Goal: Please count the lines of the listing below that contain the string "power", treating uppercase and lowercase as different, and reply with the number alone.

Recorded information:
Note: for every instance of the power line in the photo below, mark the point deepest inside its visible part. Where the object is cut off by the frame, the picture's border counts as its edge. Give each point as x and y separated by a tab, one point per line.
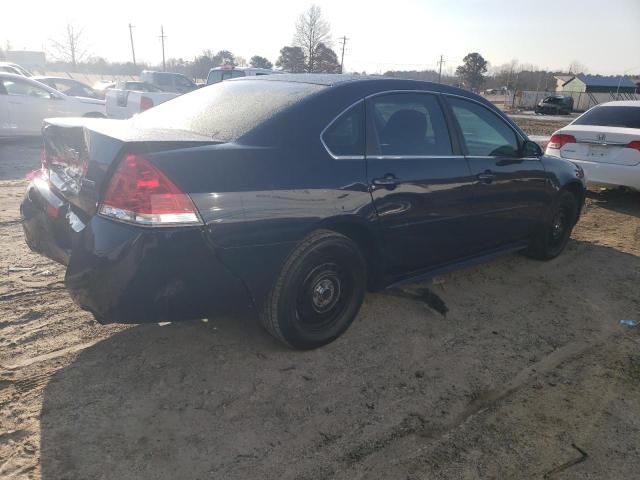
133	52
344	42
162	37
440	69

* * *

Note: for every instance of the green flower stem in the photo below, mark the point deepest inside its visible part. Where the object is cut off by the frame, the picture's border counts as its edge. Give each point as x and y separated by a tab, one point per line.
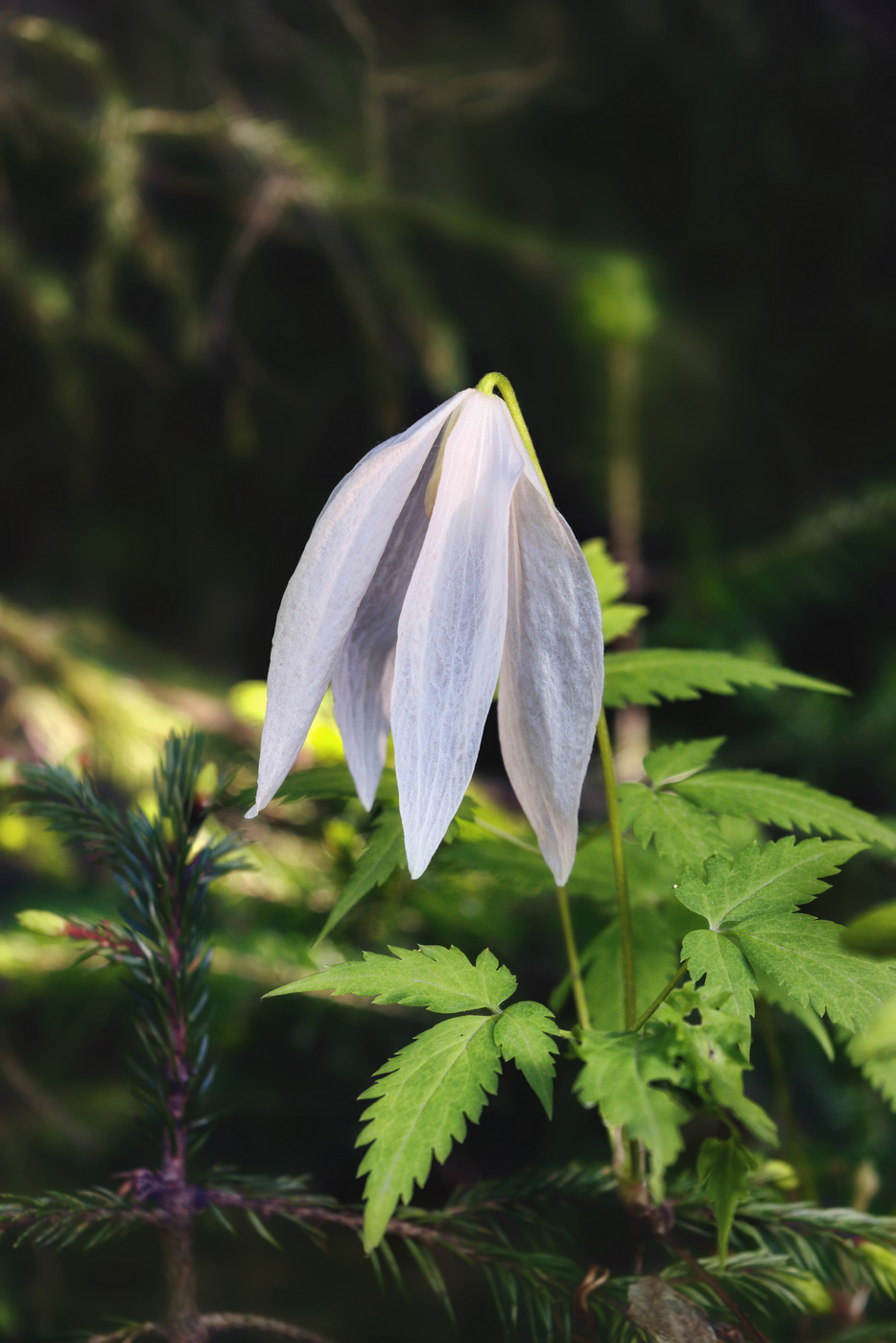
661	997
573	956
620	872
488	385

* * *

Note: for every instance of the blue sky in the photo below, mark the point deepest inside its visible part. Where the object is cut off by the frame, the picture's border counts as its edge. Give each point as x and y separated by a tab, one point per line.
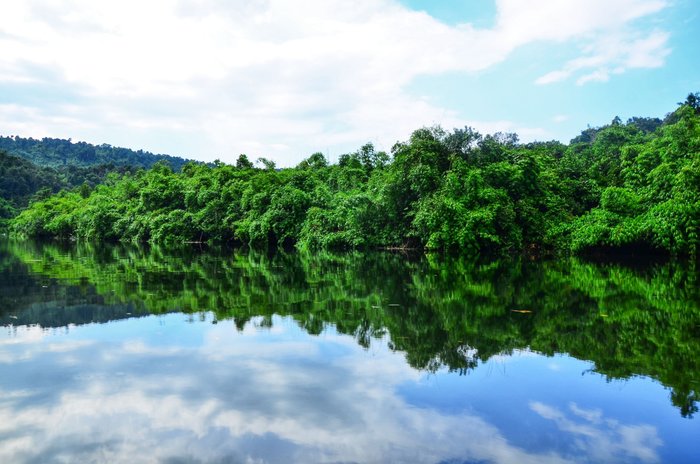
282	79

Solution: 1